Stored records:
--- Begin ---

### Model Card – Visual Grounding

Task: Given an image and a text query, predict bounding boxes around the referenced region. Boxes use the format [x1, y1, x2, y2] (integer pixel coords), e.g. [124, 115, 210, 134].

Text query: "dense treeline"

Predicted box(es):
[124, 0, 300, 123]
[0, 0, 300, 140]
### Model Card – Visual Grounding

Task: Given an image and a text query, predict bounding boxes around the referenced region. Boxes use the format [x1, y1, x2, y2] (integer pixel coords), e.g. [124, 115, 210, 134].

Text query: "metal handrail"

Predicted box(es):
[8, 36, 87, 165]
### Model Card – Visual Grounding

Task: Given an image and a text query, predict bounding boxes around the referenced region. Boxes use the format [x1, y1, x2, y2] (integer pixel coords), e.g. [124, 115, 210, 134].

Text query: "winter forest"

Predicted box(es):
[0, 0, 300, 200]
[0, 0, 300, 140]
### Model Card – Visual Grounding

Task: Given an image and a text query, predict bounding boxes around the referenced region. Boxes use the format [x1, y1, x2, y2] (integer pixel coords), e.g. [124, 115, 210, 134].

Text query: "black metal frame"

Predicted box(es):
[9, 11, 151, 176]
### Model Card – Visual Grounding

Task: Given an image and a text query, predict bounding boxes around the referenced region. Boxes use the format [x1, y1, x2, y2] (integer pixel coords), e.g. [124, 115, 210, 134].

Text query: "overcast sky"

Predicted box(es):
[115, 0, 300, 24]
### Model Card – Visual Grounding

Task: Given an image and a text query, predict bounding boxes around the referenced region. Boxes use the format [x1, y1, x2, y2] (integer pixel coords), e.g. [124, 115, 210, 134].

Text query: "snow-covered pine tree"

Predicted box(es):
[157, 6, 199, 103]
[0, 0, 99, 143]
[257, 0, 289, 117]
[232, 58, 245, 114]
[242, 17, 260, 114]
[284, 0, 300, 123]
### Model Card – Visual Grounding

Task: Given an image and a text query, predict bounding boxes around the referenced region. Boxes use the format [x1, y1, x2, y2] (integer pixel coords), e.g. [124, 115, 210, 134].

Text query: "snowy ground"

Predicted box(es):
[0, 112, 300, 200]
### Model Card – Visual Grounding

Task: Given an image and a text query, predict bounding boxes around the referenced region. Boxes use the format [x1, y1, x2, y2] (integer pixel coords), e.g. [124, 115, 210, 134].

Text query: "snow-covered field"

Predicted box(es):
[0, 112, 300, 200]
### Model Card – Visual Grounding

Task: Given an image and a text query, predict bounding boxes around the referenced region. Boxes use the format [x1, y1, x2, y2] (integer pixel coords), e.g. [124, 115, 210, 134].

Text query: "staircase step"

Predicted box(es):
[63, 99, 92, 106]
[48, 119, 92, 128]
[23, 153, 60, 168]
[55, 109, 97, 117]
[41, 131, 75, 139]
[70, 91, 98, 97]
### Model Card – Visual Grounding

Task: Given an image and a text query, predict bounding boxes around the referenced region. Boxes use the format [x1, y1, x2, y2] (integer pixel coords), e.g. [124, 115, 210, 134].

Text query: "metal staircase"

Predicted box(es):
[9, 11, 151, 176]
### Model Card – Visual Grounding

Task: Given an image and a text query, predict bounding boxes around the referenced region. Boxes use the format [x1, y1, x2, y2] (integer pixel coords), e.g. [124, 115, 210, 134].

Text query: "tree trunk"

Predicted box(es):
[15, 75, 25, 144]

--- End ---

*What needs to be done:*
Pull out each line of the material containing the string "staircase", treating uppercase and lowercase as distinct.

*Answer below:*
Text query: "staircase step"
Text query: "metal staircase"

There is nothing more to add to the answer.